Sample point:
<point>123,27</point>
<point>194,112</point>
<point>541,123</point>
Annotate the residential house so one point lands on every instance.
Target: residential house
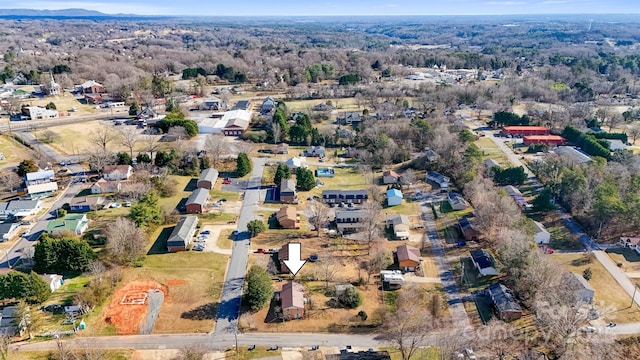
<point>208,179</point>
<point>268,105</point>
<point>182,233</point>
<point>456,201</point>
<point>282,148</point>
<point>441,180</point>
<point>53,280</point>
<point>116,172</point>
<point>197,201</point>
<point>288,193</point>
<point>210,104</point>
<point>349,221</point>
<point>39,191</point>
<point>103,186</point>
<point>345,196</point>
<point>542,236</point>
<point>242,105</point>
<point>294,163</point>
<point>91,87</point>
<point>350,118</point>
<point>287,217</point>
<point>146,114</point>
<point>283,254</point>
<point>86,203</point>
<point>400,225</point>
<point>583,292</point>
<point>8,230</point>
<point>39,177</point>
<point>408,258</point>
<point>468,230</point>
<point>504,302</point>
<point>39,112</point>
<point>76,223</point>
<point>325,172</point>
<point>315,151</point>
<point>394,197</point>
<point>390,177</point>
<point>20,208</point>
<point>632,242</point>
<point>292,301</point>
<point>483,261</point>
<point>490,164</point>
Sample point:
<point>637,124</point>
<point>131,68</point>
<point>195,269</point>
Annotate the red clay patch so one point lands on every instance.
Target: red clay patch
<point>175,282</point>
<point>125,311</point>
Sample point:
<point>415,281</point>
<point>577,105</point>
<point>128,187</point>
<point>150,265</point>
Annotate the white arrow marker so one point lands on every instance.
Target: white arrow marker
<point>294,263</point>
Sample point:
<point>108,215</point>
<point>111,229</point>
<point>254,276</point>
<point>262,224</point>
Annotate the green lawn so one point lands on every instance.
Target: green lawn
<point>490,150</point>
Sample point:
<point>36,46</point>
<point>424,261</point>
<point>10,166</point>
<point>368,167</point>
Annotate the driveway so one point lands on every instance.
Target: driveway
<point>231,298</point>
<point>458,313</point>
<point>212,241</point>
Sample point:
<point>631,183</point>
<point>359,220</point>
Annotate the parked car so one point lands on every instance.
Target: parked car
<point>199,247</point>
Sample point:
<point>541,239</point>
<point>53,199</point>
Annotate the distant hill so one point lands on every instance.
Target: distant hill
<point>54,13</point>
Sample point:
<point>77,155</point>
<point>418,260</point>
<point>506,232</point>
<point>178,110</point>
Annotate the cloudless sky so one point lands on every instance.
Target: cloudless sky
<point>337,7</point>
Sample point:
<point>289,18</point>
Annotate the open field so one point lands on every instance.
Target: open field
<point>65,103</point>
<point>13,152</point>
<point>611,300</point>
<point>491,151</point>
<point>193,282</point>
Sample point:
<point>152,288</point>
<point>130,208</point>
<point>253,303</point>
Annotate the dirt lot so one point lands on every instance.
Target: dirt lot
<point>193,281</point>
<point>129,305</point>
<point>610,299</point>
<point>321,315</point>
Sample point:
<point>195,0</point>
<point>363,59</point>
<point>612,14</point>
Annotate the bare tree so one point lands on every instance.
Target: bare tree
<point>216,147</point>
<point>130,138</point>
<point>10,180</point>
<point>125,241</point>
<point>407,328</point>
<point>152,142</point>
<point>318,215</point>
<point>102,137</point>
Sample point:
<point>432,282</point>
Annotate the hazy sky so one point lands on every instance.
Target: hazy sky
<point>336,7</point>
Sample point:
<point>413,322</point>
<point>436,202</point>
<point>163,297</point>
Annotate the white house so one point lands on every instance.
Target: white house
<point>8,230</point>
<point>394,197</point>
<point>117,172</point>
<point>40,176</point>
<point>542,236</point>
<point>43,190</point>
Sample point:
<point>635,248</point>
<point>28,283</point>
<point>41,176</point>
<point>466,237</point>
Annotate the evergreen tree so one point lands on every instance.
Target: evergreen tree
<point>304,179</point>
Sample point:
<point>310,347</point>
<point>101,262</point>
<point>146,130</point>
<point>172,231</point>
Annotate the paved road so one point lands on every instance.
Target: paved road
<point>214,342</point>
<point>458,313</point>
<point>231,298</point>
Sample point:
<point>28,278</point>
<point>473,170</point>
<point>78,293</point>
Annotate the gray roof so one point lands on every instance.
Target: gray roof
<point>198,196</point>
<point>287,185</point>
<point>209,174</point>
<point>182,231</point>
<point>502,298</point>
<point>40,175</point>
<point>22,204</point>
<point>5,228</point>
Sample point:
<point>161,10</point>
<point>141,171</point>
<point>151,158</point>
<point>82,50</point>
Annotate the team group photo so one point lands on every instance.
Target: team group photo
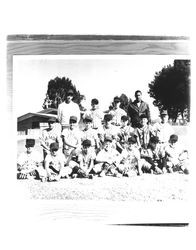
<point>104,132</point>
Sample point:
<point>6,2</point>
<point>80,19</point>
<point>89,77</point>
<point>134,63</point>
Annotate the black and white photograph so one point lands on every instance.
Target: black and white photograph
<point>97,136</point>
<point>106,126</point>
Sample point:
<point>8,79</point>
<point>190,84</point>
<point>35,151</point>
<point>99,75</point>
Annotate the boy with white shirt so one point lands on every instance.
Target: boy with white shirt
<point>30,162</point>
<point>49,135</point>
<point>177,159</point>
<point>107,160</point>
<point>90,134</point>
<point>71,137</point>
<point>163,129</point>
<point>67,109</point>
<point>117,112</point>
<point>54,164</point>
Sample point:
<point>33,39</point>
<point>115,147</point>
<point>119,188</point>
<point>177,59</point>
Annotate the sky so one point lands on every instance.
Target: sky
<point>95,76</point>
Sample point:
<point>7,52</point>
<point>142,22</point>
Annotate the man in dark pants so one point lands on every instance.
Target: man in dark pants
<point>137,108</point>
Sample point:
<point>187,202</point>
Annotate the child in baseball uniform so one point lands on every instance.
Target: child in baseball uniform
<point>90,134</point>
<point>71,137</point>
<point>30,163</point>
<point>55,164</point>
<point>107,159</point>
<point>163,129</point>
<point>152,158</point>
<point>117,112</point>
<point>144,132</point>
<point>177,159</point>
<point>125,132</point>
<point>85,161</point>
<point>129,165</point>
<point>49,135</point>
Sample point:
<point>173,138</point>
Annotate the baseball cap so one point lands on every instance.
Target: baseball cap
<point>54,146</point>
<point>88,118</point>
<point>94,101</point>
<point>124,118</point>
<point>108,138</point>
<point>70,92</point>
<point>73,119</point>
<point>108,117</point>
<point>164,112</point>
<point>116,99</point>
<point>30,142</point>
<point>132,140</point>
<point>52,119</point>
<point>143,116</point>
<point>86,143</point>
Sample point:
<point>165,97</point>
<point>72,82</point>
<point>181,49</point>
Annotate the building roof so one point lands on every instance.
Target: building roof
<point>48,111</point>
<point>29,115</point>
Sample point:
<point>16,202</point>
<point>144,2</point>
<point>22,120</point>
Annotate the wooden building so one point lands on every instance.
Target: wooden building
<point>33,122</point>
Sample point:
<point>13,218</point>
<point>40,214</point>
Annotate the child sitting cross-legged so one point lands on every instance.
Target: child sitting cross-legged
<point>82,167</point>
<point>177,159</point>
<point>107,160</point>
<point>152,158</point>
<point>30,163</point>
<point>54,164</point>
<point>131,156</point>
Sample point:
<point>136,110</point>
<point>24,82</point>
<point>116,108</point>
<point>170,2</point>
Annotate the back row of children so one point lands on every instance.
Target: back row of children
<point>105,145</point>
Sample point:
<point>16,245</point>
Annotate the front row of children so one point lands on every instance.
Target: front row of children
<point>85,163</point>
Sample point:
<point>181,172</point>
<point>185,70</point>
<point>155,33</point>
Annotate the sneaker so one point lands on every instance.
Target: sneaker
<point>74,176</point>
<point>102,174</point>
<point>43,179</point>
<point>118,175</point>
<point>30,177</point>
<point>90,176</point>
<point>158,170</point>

■ ■ ■ ■

* _OBJECTIVE_
Add 107 to each coordinate given as an answer in the records, from the start of the records through the line containing "<point>76,223</point>", and reproduce every line in that span with the change applied. Leave out the pictures.

* _THE COMPLETED TASK_
Sample point:
<point>123,27</point>
<point>194,112</point>
<point>541,123</point>
Annotate the residential house so one point lands on every instance.
Target: residential house
<point>315,286</point>
<point>375,212</point>
<point>289,340</point>
<point>563,308</point>
<point>389,255</point>
<point>548,287</point>
<point>160,387</point>
<point>223,279</point>
<point>304,308</point>
<point>395,300</point>
<point>317,211</point>
<point>456,328</point>
<point>146,298</point>
<point>210,293</point>
<point>452,303</point>
<point>649,343</point>
<point>349,212</point>
<point>401,270</point>
<point>198,194</point>
<point>457,225</point>
<point>394,324</point>
<point>253,221</point>
<point>390,361</point>
<point>193,310</point>
<point>507,332</point>
<point>690,399</point>
<point>115,337</point>
<point>146,284</point>
<point>515,365</point>
<point>575,337</point>
<point>611,409</point>
<point>146,219</point>
<point>183,330</point>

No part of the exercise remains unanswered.